> [Exercise] Your answer is the lines below, exactly, from the one that contains "the cardboard box, formatted" through the one that contains "the dog, formatted", both included.

> [Data supplied]
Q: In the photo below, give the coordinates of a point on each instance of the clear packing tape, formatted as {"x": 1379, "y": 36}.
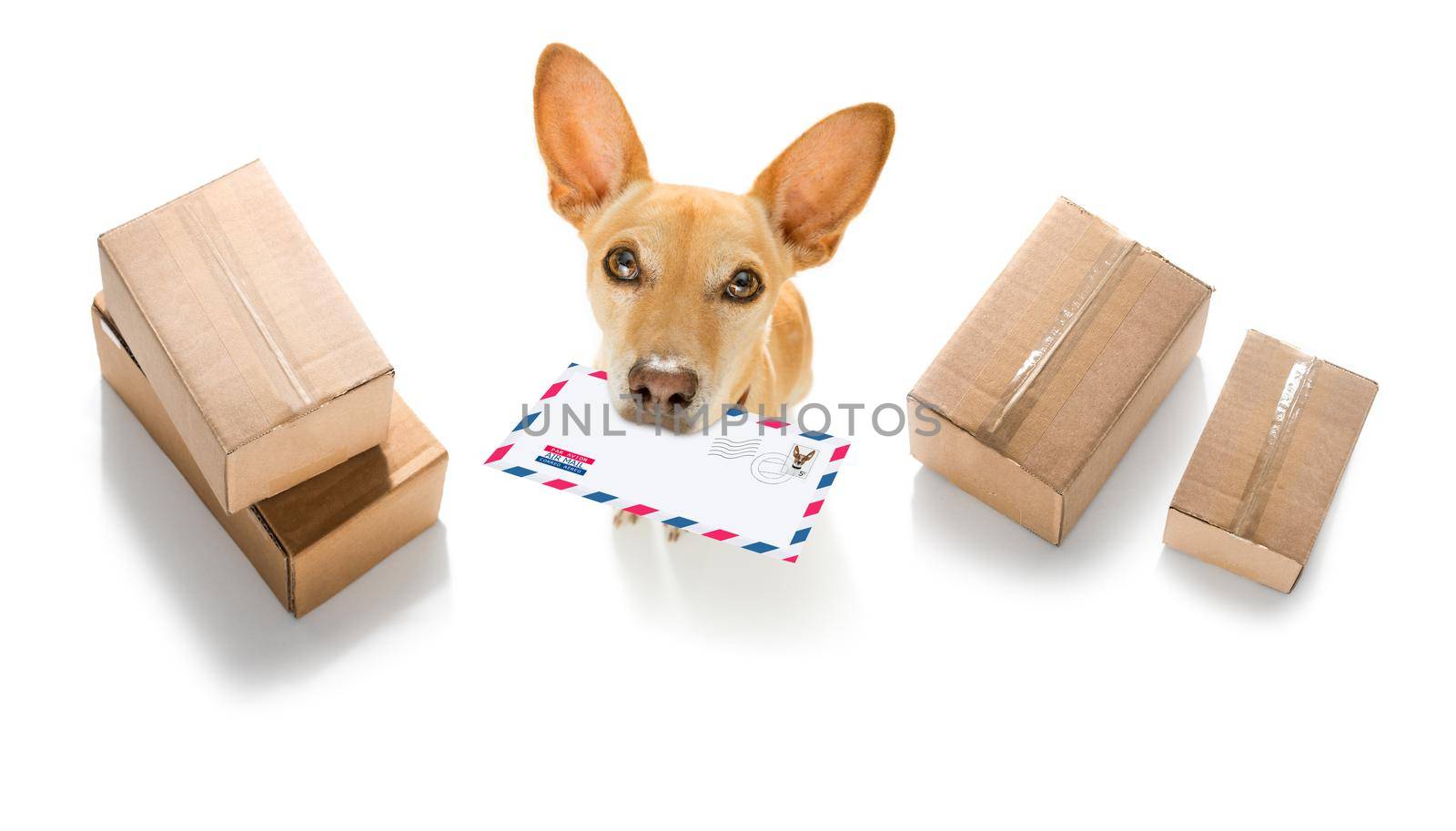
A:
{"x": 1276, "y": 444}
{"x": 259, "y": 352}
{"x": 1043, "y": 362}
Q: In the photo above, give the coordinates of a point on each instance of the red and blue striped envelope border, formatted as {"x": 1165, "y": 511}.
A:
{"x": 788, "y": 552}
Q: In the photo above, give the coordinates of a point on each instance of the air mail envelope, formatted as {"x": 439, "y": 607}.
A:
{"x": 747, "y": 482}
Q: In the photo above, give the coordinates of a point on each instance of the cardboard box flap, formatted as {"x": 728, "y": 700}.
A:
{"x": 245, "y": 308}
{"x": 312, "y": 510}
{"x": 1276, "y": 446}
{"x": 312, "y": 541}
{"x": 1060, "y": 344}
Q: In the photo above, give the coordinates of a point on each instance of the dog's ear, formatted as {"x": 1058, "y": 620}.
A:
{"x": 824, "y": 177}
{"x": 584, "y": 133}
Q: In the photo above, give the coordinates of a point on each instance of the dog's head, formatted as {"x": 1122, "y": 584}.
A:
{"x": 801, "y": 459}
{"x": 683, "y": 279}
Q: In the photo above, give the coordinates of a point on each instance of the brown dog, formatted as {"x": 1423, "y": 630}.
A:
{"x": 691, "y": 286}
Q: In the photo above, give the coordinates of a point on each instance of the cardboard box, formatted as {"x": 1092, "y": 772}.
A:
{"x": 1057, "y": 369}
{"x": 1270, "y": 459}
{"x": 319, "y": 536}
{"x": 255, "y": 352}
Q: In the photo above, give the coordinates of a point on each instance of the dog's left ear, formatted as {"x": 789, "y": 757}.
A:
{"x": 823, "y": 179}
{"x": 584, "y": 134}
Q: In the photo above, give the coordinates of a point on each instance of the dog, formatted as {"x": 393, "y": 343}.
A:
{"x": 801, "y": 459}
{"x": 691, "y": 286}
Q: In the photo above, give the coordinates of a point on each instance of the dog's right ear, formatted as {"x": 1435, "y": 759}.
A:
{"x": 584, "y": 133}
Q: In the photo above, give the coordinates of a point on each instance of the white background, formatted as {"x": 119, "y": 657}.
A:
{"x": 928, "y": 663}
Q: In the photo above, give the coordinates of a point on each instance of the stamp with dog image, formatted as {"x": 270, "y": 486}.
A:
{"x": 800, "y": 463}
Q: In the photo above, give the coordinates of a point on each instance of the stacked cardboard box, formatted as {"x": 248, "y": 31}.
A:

> [Task output]
Q: In the photo above, give the coordinates of a point on each instance of the cardboard box, formatted as {"x": 1092, "y": 772}.
A:
{"x": 1057, "y": 369}
{"x": 1270, "y": 459}
{"x": 319, "y": 536}
{"x": 255, "y": 352}
Q: In the photo above, give the coordinates of a point on each instance of the dog's left ear, formatted as {"x": 789, "y": 757}.
A:
{"x": 823, "y": 179}
{"x": 584, "y": 134}
Q: In the photo above, give the coordinates of a point on each instance of the dog, formatted as {"x": 393, "y": 343}.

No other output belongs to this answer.